В это же лето А. П. совершил две поездки в самую глубь Украины, в июне и в августе, с целью купить себе там хутор. Он отправился в Миргородский уезд, туда, «где неистовствовал Ноздрев и где Иван Иванович поссорился с Иваном Никифоровичем». Обе эти поездки были совершены на лошадях четвериком, в большом старинном экипаже, через Межиричи, Рашевку, Сары и Бакумовку в Сорочинцы, где родился Гоголь и где наводила на всех ужас «красная свитка». Во второй поездке участвовал и я, и она никогда не изгладится из моих воспоминаний. На А. П. она произвела тоже сильное впечатление, о чем он тогда же писал А. Н. Плещееву. Вернулись мы обратно на Луку уже по железной дороге, через Кременчуг, Полтаву и Люботин.

────────

# Задание
Назовите по отрывку о поездках по Украине все населённые пункты, через которые ехали на лошадях по пути в Сорочинцы. Данные, приведённые ниже, не понадобятся.

────────

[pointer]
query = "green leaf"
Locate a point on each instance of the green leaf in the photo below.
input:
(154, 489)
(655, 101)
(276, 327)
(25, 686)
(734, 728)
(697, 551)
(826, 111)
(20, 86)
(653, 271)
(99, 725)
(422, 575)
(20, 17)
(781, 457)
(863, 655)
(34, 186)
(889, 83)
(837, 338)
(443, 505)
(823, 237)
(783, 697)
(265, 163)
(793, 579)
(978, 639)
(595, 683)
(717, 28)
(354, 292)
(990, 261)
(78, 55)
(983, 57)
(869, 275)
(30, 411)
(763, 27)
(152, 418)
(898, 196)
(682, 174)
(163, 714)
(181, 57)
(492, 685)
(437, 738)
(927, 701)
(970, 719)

────────

# Ответ
Межиричи, Рашевка, Сары, Бакумовка.